## WORK INSTRUCTIONS:
All entries below are to be returned in full, exactly as they stand.

Stored dataset items:
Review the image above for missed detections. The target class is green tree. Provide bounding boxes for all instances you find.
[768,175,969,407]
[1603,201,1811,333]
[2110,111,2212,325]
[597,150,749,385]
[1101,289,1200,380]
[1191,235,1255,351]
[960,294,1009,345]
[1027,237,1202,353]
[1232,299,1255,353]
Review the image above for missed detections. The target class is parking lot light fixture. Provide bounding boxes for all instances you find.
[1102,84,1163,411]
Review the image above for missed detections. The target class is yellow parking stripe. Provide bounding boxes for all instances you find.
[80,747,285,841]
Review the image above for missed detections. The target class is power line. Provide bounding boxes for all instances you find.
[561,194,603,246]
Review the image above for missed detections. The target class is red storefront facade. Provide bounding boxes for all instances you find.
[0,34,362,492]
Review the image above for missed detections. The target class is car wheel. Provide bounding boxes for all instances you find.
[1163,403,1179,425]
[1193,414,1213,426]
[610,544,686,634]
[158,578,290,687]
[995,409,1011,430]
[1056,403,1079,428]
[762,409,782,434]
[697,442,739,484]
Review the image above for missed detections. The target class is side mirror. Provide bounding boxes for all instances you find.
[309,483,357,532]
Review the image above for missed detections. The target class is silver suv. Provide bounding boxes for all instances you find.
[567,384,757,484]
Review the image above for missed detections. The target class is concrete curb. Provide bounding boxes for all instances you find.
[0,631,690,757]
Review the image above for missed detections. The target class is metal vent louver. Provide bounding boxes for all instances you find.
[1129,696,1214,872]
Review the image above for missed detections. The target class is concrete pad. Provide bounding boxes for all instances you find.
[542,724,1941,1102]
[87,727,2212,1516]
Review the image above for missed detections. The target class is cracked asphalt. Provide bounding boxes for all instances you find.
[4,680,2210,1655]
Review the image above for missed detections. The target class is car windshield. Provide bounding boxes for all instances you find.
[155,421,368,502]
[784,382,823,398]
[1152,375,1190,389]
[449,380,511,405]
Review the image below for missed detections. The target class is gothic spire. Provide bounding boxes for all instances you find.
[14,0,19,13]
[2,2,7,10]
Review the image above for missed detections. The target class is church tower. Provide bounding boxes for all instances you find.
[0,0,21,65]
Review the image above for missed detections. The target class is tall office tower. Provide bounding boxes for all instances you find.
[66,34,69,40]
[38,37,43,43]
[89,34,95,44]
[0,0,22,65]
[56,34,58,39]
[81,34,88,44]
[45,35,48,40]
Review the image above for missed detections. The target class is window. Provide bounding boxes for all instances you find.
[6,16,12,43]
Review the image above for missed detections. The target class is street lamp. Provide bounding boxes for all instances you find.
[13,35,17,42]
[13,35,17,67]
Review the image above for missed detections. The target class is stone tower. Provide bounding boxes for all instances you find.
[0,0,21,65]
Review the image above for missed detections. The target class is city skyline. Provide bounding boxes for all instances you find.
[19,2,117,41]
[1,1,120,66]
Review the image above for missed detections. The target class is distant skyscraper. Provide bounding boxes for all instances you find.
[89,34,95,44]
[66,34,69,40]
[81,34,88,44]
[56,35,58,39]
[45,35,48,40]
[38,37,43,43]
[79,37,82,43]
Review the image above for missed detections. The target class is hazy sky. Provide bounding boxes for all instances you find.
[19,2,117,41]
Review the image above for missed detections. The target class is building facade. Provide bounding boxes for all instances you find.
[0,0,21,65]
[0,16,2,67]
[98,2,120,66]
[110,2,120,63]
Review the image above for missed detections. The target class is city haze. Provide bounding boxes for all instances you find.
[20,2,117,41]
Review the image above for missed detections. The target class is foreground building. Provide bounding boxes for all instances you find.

## TASK RESULT:
Review the image above for missed detections. The target class is green tree. Provide bounding boxes for all instances you find.
[768,175,969,407]
[1603,201,1811,333]
[2110,111,2212,325]
[597,150,749,385]
[1101,289,1200,380]
[1191,235,1255,351]
[960,294,1009,345]
[1027,237,1202,353]
[1232,299,1255,353]
Review the image above for missed detections. The target class is parking lot light fixture. Provide bounding boxes for all instances you find.
[1102,84,1163,411]
Review the image above for missed detections. The target class is yellow parking stripe. Provide bounding boxes for all instances you find.
[80,747,285,841]
Review the image above for missed detections. The target class is power line. Provide bounding boxes for all instances you find.
[561,194,603,246]
Review the image above for missed detections. The target class is red storefront facade. Provide bounding boxes for all instances you find.
[0,34,362,492]
Review the image above for missed detections. The target class is car wheel. Provide bounding boxes for all instances you find.
[1163,403,1179,425]
[1193,414,1213,426]
[610,544,686,634]
[158,578,290,687]
[995,409,1011,430]
[1056,403,1079,428]
[762,409,782,434]
[697,442,739,484]
Review the image above for missed detections. The target class is side mirror. Provide bounding boxes for all instances you find.
[309,483,357,532]
Review the image above for missed detections. The target class is silver suv. Provide bounding boxes for all instances you find.
[567,384,757,484]
Review the image above for missed detections. The target class is concrete curb. Provide bounding boxes for all instances you find.
[0,631,690,757]
Review the image above for missed detections. The target class is metal vent louver. Provide bounding boxes for all instances you find.
[1129,696,1214,872]
Review the image above for missed detections. The target class is concrete pad. Provide bounding boxes for all instances you find.
[542,724,1941,1102]
[87,727,2212,1516]
Review the image above for missed detections. The target class is cracked asphalt. Provide bounding boxes for all instances you find.
[4,680,2210,1655]
Review the image above for missed detections. The target class is car windshield. Provide bounding boxes for all instances you find.
[155,421,368,502]
[784,382,823,398]
[1152,375,1190,389]
[449,380,511,405]
Review the image below for missed detections. The target class is gothic spire. Provide bounding boxes for all instances you find.
[14,0,19,13]
[2,2,7,10]
Review the image above for missed detections. The target class is church tower. Provide bounding boxes for all instances you find.
[0,0,21,65]
Review the image above for missed detections. The target class is tall office tower. Provide bounding boxes for all instances you find.
[66,34,69,40]
[38,37,43,43]
[89,34,95,44]
[0,0,22,65]
[56,34,58,39]
[81,34,88,44]
[45,35,48,40]
Review the image above for missed detections. The target class is window. Provide bounding boxes for all instances you find.
[6,16,12,43]
Review the image above for missed detections. The target class is street lamp. Provide bounding boxes for all instances you find.
[13,35,17,42]
[13,35,17,67]
Review the image above for missed detections. The target class is stone tower. Provide bounding boxes for all instances you find.
[0,0,21,65]
Review the image above for missed detections. The target class is city skyline. Provide bounding boxes for all instances you find.
[19,2,117,41]
[1,1,120,66]
Review the image above for missed detections. The target class is distant skyscraper. Provide bounding boxes for all instances you find.
[89,34,95,44]
[66,34,69,40]
[81,34,88,44]
[56,35,58,39]
[45,35,48,40]
[38,37,43,43]
[79,37,82,43]
Review the image above for missed detections. The target class is hazy sky. Provide bounding boxes for all instances you find.
[19,2,117,41]
Review the image above for missed detections. The target class is building facade. Provide bounding boxes for all instances you find.
[0,0,21,65]
[0,16,2,67]
[98,2,120,66]
[110,2,120,63]
Review the image above for missed detections. The target class is city haze. Provide bounding boxes for all instances you find.
[20,2,117,41]
Review the image above for missed detections. The target class is foreground building. Provide bounding boxes for all instances you find.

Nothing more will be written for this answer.